======== SUPPLIED INFORMATION ========
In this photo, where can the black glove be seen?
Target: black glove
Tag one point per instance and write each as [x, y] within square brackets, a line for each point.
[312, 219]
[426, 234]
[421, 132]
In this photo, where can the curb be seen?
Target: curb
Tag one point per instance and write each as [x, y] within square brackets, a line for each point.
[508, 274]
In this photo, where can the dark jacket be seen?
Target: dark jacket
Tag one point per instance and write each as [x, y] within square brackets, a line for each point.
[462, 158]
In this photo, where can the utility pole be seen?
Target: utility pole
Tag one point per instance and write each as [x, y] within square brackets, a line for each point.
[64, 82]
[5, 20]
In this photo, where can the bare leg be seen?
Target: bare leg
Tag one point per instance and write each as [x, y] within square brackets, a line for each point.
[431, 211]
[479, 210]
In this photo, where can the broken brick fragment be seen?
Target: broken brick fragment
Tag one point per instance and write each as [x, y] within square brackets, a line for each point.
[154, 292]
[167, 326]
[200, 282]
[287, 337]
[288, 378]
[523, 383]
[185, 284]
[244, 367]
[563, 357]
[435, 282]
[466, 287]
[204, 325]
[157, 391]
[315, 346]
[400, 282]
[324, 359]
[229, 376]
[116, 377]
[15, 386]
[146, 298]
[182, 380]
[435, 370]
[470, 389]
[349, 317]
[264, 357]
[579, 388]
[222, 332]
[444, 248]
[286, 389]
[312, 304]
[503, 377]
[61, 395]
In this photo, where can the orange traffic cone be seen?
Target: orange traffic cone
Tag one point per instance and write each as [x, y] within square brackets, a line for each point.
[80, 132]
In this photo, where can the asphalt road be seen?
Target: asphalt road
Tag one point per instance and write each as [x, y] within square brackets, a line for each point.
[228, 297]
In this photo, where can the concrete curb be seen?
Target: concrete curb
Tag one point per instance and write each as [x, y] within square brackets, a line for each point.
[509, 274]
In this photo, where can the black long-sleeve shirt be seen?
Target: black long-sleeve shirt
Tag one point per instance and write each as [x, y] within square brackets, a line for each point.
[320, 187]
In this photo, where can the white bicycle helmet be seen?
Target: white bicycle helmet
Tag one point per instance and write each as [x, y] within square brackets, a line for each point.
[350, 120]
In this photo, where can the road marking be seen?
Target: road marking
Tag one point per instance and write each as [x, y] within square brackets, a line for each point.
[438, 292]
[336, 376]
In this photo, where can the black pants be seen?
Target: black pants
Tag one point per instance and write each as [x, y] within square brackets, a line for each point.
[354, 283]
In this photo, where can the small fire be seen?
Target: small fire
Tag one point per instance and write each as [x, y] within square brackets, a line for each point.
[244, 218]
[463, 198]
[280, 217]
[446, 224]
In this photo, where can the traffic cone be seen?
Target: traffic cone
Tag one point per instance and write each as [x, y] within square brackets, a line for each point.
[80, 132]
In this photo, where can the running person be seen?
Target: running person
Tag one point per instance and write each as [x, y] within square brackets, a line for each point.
========
EXERCISE DIRECTIONS:
Return the listing above in full, character for character.

SOLUTION TO THE EXERCISE:
In this photo, where can the black glove be seen?
Target: black glove
Tag one point per instance and write each as [x, y] within square brackets, a line for each point.
[312, 219]
[426, 234]
[421, 132]
In this photo, where can the curb be seen?
Target: curb
Tag one point per instance and write each as [x, y] within square brackets, a line for each point.
[508, 274]
In this photo, where can the dark jacket be seen?
Target: dark jacket
Tag one point per instance and write each as [x, y] within square brackets, a line for each point.
[462, 158]
In this photo, where can the utility pole be seen?
Target: utility pole
Tag one point per instance and write each as [x, y] within square brackets, a line for each point.
[64, 82]
[5, 20]
In this photo, where can the bare leg be seen?
Target: bare leg
Tag one point per instance and write each as [x, y] within square brackets, a line for each point.
[431, 211]
[479, 210]
In this photo, where can the broken brick fragment be seen?
Target: broken brick fragment
Tag one point per instance and write each as [x, y] within square brackets, a line for each point.
[154, 292]
[167, 326]
[200, 282]
[287, 337]
[288, 378]
[523, 383]
[185, 284]
[244, 367]
[563, 357]
[435, 282]
[466, 287]
[204, 325]
[157, 391]
[315, 346]
[400, 282]
[324, 359]
[229, 376]
[116, 377]
[15, 386]
[146, 298]
[182, 380]
[435, 370]
[470, 389]
[349, 317]
[264, 357]
[579, 388]
[222, 332]
[444, 248]
[286, 389]
[312, 304]
[503, 377]
[61, 395]
In this photo, where can the orange traffic cone be seen?
Target: orange traffic cone
Tag one point per instance and write each as [x, y] within square brackets, a line for each point.
[80, 132]
In this photo, where can the asphalt road be seen?
Target: asphalt road
Tag one point per instance and write each as [x, y] within square brackets, a line for each point.
[228, 297]
In this photo, where can the concrete curb be seen?
Target: concrete curb
Tag one point per instance and write each as [x, y] within square brackets, a line for each point.
[509, 274]
In this photo, where can the black long-sleeve shirt be seen?
Target: black long-sleeve shirt
Tag one point per instance and write each as [x, y] within square brackets, a line for each point.
[320, 187]
In this photo, where can the white bicycle helmet be seen?
Target: white bicycle helmet
Tag one point per instance and write each as [x, y] within square brackets, a line for each point.
[350, 120]
In this photo, where can the road marking be seen?
Target: road marking
Tag one point per instance and write each as [x, y] within square brackets, a line for each point.
[438, 292]
[336, 376]
In this photo, where can the black pants be seen?
Target: black pants
Tag one point per instance and write each as [x, y] within square brackets, a line for each point.
[354, 283]
In this photo, where can the small fire be seen?
Target: small fire
Tag one point per instance and write each as [x, y] within square brackets, a line for each point.
[244, 218]
[463, 198]
[280, 217]
[446, 224]
In this photo, where can the traffic cone be seen?
Target: traffic cone
Tag one point per instance and write each as [x, y] within square brackets, a line for each point.
[80, 132]
In this photo, where can the running person be seen?
Target: running person
Tag one point per instance and write each as [x, y] within square brackets, a line for each point.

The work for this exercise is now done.